Top of Selected text
Mr and Mrs McCann remain official suspects in the disappearance of their daughter who went missing on May 3 from their holiday apartment in the Portuguese resort of Praia da Luz.

They say they remain 'focused' on their campaign to clear their names and discover what really happened to Madeleine.

Sources close to the couple denied claims that they had hired a Portuguese public relations firm for £35,000 a month to improve their image in the country.

They have begun talks with their lawyers about using a PR consultant on an ad hoc basis to advise them about how to deal with the Portuguese media, which has been relentlessly negative about them.

But a friend said it was 'utterly ridiculous' to suggest they would pay £35,000 a month and added that they did not have that kind of money at their disposal, even from their wealthy benefactors.

Lawyers acting for the couple have advised them that their popularity in Portugal needs to improve.

They fear that if the couple were to face trial a jury might convict them, even on weak evidence, because they have faced such public opprobrium.
Bottom of Selected text
Top of Available data
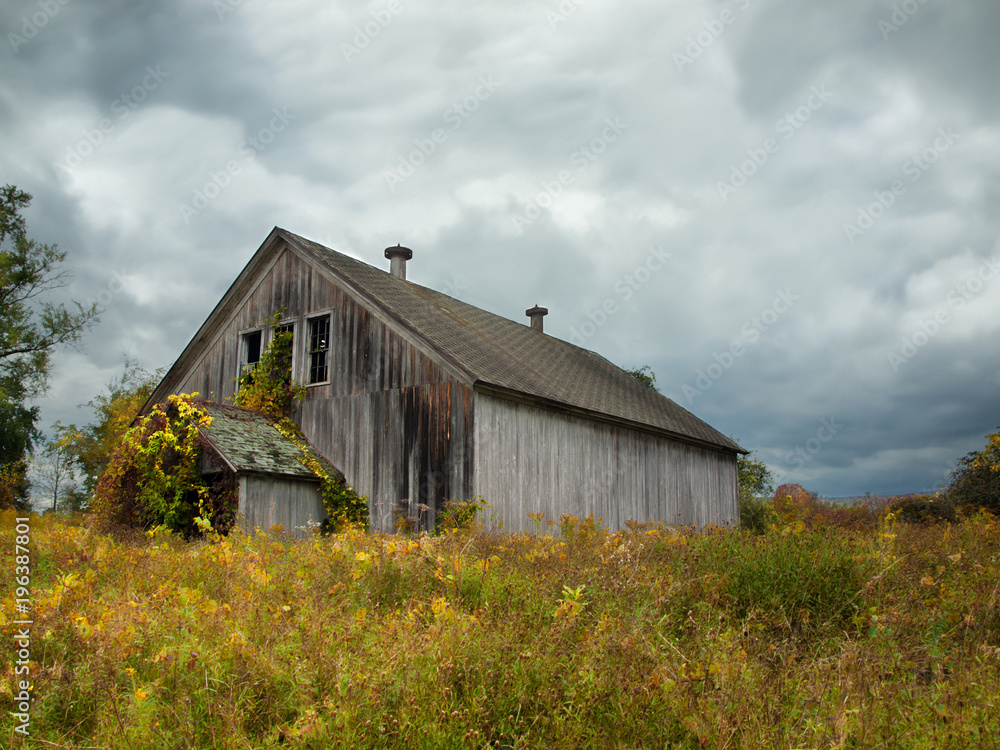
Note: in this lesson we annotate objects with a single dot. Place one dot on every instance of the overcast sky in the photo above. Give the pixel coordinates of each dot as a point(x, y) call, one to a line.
point(788, 210)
Bottom of Available data
**Required action 1**
Answer these questions about the excerpt on the McCann couple:
(a) On what date, and from where, did their daughter go missing?
(b) What monthly fee was the Portuguese public relations firm reportedly to be paid?
(c) What do the couple's lawyers fear could happen if the couple were to face trial?
**Required action 2**
Continue the excerpt on the McCann couple, starting after its last sentence.

**Final answer 1**
(a) She went missing on May 3 from the family's holiday apartment in the Portuguese resort of Praia da Luz.
(b) £35,000 a month.
(c) They fear a jury might convict them, even on weak evidence, because the couple have faced such public opprobrium.

**Final answer 2**
Portugal's top law officer, attorney general Fernando Jose Pinto Monteiro, compared the public prosecutors and police involved in the investigation to a medieval fiefdom.

He said the Ministerio Publico, the equivalent of the Crown Prosecution Service, "is a feudal power at the moment. There is a count, a viscount, a marquis and a duke".

He admitted he had no control over the police and could not guarantee they were not acting outside the limits of the law. Mr Monteiro also conceded that mistakes had been made in the investigation.

Last night Mr McCann said he welcomed the news that the friends who were dining with him and his wife on the night Madeleine disappeared would be questioned by police again.

Members of the so- called Tapas Nine face questions from British police with Portuguese officers sitting in.